Document text
━━━━

Home and office delivery customers should be contacted by Real Water with instructions on how to have their products picked up.
Because this Real Water recall is at the distribution level, not the individual consumer level, some bottles may remain in peoples’ homes while the recall remains active. It’s important to note that this recall affects all Real Water bottles, no matter the size, date, or place of purchase.
Consumers are instructed to discard their Real Water and avoid drinking or cooking with it. Consumers who still have proof of purchase can return their Real Water bottles to the place of purchase for a refund; others can contact Real Water at 1 (702) 310-5437 or email email@example.com to request a refund.
Potential Real Water Lawsuits
So far, there isn’t a nationwide Real Water class-action lawsuit following the Real Water recalls. But a class-action is surely coming—already, there’s been a class-action lawsuit filed in Nevada federal court on behalf of three California women, as well as a state lawsuit that alleges deceptive trade practices, false advertising, and negligence on behalf of five hospitalized children.
The Southern Nevada Health District is investigating the illnesses of six other people, and it’s likely that more will come forward as these lawsuits gain traction. The only question is when, not if, a class-action will be filed or certified.
Class Action Lawsuit Procedure
Class-action lawsuits often go hand-in-hand with product recalls, especially recalls of products that have been used for years before being outed as dangerous—like certain blood pressure medications, diabetes drugs, or Round-Up.
In a class-action lawsuit, one person or a group of people will sue the manufacturer on behalf of a much larger group of people, litigating these claims as a collective. Any settlement or judgment is then divided among the members of the class after legal fees and costs are paid.
A class action is a more efficient way to resolve claims involving dozens, hundreds, or thousands of potential plaintiffs; not only does the defendant have the security of knowing that they’re resolving all potential lawsuits at once, but the plaintiffs can potentially use this economy of scale to increase any settlement or judgment they ultimately receive. Handling multiple claims at once can keep legal fees down and ensure that more of every settlement goes into the plaintiffs’ pockets.
Not every case with multiple plaintiffs is automatically a class action; the plaintiff will need to seek certification from the federal court in order for the case to proceed as a class action. To be certified as a class action, the lawsuit will need to name a distinct class of plaintiffs—often any people who have used the product during a certain time period and suffered damages (financial, physical, or both) as a result.

━━━━

Instructions to follow
Decide whether each statement agrees with the Real Water recall text, and answer yes or no with the deciding words quoted from it: (a) The recall covers only some sizes of Real Water bottles. (b) A nationwide Real Water class-action lawsuit has already been filed. (c) A plaintiff must seek certification from the federal court for a case to proceed as a class action.

━━━━

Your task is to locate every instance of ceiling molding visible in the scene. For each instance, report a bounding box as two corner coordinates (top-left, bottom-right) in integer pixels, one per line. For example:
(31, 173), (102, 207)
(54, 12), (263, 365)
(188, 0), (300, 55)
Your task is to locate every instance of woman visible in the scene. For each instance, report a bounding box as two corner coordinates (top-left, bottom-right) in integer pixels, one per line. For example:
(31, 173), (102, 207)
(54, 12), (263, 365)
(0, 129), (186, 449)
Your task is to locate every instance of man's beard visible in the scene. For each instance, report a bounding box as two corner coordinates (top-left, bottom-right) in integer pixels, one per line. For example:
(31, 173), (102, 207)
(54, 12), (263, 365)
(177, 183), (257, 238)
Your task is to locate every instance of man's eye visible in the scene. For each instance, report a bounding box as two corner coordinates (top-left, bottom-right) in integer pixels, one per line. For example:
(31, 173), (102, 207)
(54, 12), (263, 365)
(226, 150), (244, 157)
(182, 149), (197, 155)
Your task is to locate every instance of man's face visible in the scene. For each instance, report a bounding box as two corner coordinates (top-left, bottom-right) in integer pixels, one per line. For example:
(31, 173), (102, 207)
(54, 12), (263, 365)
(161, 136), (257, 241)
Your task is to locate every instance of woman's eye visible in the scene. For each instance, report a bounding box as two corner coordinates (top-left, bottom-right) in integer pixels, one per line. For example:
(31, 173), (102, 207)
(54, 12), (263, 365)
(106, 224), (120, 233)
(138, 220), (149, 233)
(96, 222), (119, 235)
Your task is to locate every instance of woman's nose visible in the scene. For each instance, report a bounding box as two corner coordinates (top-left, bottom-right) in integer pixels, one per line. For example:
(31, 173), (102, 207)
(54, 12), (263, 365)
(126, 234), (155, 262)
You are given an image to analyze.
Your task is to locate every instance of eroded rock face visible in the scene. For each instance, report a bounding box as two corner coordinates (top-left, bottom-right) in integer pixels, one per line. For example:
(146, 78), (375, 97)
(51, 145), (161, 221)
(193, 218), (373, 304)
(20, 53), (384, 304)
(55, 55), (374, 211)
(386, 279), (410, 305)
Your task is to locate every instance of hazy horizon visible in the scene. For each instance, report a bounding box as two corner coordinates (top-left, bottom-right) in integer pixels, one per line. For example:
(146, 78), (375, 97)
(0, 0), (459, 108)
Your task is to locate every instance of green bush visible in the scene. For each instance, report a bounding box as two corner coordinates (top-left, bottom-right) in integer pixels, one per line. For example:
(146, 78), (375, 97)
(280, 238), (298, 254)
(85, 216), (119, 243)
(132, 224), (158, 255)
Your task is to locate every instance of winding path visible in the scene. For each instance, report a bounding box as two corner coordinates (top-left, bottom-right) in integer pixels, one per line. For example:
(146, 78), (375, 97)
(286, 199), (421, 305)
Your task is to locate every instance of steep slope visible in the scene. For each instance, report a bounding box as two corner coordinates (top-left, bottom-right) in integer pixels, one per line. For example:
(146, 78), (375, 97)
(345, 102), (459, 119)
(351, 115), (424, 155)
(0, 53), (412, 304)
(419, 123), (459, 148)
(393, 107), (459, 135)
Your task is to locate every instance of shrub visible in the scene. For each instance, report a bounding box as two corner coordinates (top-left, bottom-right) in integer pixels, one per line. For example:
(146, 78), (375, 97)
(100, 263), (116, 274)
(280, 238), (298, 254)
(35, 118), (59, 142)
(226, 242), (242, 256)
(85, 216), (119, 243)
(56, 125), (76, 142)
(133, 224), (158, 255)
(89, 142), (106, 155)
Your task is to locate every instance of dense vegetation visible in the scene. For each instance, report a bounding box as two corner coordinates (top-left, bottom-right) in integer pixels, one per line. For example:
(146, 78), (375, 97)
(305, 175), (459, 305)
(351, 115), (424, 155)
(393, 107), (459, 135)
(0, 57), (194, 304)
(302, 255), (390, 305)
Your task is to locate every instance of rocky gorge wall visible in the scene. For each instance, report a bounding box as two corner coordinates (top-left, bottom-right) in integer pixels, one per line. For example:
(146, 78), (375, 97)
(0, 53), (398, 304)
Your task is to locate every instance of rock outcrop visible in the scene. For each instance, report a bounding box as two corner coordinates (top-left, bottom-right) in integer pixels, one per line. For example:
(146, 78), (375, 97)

━━━━

Answer section
(a) No: "this recall affects all Real Water bottles, no matter the size, date, or place of purchase."
(b) No: "So far, there isn’t a nationwide Real Water class-action lawsuit following the Real Water recalls."
(c) Yes: "the plaintiff will need to seek certification from the federal court in order for the case to proceed as a class action."